Provided data below:

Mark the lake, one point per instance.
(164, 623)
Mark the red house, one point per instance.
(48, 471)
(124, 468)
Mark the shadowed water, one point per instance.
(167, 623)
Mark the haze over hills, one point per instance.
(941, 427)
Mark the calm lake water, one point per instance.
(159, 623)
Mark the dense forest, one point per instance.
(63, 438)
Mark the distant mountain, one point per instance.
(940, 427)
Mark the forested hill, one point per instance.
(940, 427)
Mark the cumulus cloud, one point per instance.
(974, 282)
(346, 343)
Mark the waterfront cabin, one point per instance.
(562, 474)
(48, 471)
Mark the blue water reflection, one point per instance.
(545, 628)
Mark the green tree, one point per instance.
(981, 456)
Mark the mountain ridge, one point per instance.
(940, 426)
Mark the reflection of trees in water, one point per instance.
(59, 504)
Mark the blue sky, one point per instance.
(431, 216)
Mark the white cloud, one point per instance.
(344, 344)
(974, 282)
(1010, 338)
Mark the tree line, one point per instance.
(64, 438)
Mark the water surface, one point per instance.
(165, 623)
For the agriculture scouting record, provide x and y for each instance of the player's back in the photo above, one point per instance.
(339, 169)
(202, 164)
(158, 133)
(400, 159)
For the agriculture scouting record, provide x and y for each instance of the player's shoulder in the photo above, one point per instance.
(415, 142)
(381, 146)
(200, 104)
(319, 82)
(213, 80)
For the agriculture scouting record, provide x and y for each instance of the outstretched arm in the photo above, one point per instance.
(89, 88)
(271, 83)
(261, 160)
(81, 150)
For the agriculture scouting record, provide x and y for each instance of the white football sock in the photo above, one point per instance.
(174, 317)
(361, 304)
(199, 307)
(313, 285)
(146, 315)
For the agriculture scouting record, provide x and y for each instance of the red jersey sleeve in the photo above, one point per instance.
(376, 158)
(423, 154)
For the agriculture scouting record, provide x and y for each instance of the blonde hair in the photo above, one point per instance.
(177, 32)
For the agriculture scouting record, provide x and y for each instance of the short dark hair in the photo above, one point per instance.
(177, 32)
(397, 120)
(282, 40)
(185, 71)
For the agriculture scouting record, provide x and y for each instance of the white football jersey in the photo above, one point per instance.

End of Provided data.

# Task directions:
Reproduce, exactly and with nothing added, the lines from the one that includes "Mark the white cloud, one point per instance." through the last line of the material.

# Answer area:
Mark the white cloud, one point per instance.
(344, 344)
(974, 282)
(1010, 338)
Mark the tree line, one point per instance.
(64, 438)
Mark the water surface, one point per instance.
(165, 623)
For the agriculture scouting record, provide x and y for each instance of the player's back in the photo above, one point per instance.
(339, 169)
(202, 164)
(158, 133)
(400, 159)
For the agriculture scouting record, provide x and y for each instance of the player's shoulder in the photo above, one point per instance.
(415, 142)
(381, 146)
(200, 104)
(319, 82)
(213, 80)
For the agriculture scouting record, provide x and y for each instance of the outstretched arm in the photo above, one point per instance.
(89, 88)
(271, 83)
(261, 160)
(81, 150)
For the agriculture scouting record, provide x and y for each instance of the white football sock in the photo above, one point per instance.
(174, 317)
(361, 304)
(199, 307)
(313, 285)
(146, 315)
For the agriculture scouting record, provide x and y for each instance of the red jersey sleeve in the photo above, one point per instance.
(376, 158)
(423, 154)
For the agriculture scouting record, provide x and y for each instance of the blonde hair in the photo above, one point per instance.
(177, 32)
For the agriculture scouting record, provide x and y for each instance of the short dark hair in the photo above, one point per instance.
(177, 32)
(397, 120)
(282, 40)
(185, 71)
For the agriculture scouting record, provide x and y for each instance of the white football jersey in the photo above, one point per instance.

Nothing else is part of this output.